● Your instructions: Rescale the material below by reproducing every line, including the request, with each coordinate in the answers multiplied by 1.2 and rounded to the nearest whole number, halves rounding up.

● Record list:
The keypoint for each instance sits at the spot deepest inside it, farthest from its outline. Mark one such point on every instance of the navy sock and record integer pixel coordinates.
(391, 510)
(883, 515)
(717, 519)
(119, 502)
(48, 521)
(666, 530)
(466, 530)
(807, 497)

● Task result:
The keypoint for each instance sits at the spot deepest inside it, farthest from its outline. Mark one such point on every instance of the navy sock and record integer pixel coordinates.
(469, 612)
(1060, 618)
(860, 623)
(143, 602)
(58, 625)
(799, 636)
(559, 636)
(968, 596)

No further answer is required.